* Document section *
━━━━━━━━━━━━━━━━━━━━━━━━━━━━━━

Monday, November 2, 2009

Cafe Vignoble, Takadanobaba

A few days around the house and I was mildly bored. Since there are a nearly-endless series of neighborhoods to explore, and no time like the present to get started, I did a quick search on the Interwebs and then went to Takadanobaba. I don't know how the name came about, but the 'high field' aspects were striking since it was several degrees colder than home, with biting wind and rain to match.

Vignoble Cafe is fortunately dry, warm and welcoming. It seems like a local place that you could come to call your own, especially with prices this low. Plastic table covers like these are generally a turnoff, but there are other touches that make it nicer. The menu is your basic standards from the Japanese-French bistro set, but they purport to focus on Provence food and thus has a selection of pissaladiere (call it 'French pizza', I dare you). The wine list is varied and cheap, with a healthy selection under Y4000 (which is cheap for French wine in a restaurant in Japan). They seem carefully selected, which probably reflects the fact that the restaurant is owned by the sommelier, not the chef.

━━━━━━━━━━━━━━━━━━━━━━━━━━━━━━

* Listed records *
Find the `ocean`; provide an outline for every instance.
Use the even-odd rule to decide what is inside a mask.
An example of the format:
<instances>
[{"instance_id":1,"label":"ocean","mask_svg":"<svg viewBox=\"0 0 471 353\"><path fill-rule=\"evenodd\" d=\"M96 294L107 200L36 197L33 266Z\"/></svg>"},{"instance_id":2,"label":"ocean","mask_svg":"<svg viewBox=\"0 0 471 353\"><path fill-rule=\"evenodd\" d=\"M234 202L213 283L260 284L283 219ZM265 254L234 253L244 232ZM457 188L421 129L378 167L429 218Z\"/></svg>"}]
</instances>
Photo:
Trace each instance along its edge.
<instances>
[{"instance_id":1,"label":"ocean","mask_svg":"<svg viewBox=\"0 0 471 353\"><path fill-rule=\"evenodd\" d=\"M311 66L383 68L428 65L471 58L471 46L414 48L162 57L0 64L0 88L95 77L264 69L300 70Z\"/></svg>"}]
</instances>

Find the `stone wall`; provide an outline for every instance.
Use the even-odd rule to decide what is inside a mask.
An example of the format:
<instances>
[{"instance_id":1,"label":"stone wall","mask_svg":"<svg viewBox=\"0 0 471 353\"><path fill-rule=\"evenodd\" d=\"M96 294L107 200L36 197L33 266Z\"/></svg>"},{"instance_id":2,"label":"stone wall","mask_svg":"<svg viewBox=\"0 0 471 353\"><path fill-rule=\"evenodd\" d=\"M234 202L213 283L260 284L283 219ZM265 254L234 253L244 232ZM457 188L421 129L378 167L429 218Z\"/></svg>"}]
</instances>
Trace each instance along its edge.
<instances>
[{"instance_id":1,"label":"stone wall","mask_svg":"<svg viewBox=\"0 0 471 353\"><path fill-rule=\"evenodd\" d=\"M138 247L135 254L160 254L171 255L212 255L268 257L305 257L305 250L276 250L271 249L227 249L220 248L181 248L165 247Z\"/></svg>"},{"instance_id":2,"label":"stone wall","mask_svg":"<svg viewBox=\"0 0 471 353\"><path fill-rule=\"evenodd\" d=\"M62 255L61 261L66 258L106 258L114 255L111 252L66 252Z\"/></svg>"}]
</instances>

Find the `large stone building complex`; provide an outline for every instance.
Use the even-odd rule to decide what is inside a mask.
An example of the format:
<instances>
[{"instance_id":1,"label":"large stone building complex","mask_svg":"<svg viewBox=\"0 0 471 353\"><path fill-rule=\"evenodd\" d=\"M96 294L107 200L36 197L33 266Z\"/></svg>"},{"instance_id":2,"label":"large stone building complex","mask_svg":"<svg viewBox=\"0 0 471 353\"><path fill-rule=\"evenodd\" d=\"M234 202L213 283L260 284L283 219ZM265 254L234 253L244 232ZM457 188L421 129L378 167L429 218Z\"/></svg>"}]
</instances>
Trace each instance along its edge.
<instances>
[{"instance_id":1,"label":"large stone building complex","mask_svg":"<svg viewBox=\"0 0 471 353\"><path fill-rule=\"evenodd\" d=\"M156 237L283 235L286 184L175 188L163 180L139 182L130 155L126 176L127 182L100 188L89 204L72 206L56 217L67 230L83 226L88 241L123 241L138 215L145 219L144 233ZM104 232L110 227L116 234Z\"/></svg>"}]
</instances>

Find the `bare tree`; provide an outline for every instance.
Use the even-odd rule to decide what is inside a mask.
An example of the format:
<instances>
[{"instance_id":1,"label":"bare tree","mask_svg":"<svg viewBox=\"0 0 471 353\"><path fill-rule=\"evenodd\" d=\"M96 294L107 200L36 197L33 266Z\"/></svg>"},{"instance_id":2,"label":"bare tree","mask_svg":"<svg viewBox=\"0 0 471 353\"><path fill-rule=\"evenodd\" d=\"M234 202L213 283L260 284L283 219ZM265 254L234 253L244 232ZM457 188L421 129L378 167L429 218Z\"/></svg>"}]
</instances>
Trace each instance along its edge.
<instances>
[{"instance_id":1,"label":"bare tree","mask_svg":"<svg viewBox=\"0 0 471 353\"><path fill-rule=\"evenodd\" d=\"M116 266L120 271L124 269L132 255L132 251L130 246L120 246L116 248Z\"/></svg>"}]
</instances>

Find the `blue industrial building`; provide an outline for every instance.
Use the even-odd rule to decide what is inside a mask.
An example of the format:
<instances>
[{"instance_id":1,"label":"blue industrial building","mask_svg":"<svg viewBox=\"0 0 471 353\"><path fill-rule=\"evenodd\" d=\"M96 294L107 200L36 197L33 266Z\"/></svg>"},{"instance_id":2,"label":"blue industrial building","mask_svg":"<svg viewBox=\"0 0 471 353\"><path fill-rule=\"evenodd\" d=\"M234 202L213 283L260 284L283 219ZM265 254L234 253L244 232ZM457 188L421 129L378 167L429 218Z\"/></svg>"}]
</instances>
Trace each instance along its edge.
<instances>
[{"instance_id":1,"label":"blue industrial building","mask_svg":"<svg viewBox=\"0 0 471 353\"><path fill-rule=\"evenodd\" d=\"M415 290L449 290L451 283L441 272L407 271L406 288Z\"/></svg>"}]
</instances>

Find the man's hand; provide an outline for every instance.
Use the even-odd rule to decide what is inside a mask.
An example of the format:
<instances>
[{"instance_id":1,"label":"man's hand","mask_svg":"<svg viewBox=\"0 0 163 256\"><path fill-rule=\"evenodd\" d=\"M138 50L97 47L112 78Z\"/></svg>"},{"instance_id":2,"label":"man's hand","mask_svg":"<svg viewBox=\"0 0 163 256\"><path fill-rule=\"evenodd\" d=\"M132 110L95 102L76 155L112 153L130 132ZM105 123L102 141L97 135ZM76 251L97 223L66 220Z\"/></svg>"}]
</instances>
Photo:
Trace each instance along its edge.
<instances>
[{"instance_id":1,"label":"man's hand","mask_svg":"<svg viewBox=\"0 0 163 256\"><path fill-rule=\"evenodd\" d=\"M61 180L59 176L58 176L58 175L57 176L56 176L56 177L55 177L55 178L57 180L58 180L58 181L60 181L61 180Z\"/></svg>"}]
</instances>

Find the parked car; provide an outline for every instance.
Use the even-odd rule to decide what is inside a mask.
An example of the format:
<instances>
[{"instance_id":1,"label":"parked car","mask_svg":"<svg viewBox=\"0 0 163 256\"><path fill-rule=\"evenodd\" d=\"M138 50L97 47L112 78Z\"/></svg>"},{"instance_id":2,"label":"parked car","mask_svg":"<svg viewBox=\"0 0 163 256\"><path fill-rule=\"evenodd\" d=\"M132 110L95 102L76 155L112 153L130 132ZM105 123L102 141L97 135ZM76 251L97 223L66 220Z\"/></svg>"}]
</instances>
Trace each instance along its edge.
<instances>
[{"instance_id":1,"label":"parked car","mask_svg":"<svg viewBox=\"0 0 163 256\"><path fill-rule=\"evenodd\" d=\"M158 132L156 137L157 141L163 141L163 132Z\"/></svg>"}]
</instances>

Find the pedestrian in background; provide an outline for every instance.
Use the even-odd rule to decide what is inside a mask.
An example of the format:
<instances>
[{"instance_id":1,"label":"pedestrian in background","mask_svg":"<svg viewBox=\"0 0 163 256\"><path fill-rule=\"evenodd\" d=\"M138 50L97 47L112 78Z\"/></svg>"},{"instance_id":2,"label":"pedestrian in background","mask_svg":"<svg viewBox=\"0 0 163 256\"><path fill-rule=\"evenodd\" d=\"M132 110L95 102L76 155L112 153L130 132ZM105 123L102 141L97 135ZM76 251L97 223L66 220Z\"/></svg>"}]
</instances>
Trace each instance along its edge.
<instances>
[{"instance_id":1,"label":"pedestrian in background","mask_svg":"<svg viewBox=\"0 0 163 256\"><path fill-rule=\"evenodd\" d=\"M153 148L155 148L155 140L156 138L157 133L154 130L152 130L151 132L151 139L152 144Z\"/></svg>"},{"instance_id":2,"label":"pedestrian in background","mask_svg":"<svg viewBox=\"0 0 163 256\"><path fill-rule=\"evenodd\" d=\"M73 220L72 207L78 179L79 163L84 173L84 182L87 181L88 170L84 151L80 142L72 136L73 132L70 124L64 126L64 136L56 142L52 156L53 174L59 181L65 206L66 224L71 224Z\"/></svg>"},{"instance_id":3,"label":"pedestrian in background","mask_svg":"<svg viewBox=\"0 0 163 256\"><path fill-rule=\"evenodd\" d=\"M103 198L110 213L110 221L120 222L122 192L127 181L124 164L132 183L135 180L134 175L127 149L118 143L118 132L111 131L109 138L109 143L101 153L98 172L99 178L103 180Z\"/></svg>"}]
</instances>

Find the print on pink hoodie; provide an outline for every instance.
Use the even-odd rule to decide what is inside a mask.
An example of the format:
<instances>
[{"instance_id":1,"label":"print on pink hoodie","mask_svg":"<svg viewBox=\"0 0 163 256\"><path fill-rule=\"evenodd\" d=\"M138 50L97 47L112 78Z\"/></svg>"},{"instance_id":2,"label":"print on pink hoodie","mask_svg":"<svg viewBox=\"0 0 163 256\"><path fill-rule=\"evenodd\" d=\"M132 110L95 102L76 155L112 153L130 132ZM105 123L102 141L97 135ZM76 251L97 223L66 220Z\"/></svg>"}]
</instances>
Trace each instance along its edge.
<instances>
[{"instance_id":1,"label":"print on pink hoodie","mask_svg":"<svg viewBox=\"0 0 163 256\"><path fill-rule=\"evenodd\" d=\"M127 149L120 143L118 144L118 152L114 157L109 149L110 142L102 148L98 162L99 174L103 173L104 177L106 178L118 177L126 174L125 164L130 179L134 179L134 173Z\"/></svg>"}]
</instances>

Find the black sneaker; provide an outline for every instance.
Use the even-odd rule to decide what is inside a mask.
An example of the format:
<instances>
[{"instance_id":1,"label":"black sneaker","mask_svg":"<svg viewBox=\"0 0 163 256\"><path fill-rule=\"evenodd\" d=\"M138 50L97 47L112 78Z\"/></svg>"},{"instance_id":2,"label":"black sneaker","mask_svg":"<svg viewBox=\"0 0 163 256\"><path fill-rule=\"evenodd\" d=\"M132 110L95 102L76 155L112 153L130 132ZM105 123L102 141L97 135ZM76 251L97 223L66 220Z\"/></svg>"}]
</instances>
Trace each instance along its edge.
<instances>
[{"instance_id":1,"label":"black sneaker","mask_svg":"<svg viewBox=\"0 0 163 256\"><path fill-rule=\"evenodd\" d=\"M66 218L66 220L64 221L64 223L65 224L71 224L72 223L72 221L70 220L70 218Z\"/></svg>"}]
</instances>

━━━━━━━━━━━━━━━━━━━━━━━━━━━━━━

* Work to do *
Continue the blog post about Cafe Vignoble in Takadanobaba, starting right after its last sentence.

* Solved problem *
In a mode I always like to call "comin' atcha'", these are the house-made lamb sausages. They were extremely rich due to the addition of both pork fat and liver (I asked the waiter, who was proud to note that 'house made' was his house in this case - and he may have been the owner, for all I know), with exactly the rough-ish texture that I like in a sausage and a natural sort of snap to the casing due to the use of actual sheep intestine, not plastic tube. Cooked just to done-ness, the tiniest bit of pink left at the core, they restored my faith in the ability of Japan to produce sausage.

This foie gras pissaladiere ('Most popular item!') was a contradiction. The dough base was mediocre - unfortunately reminding me of a microwave pizza - and the olives were the pimento stuffed, canned variety. The foie, on the other hand, was of admirable quality and cooked very well. One can't win them all, but it's weird to do such a good job on part of a dish while settling for less on the rest.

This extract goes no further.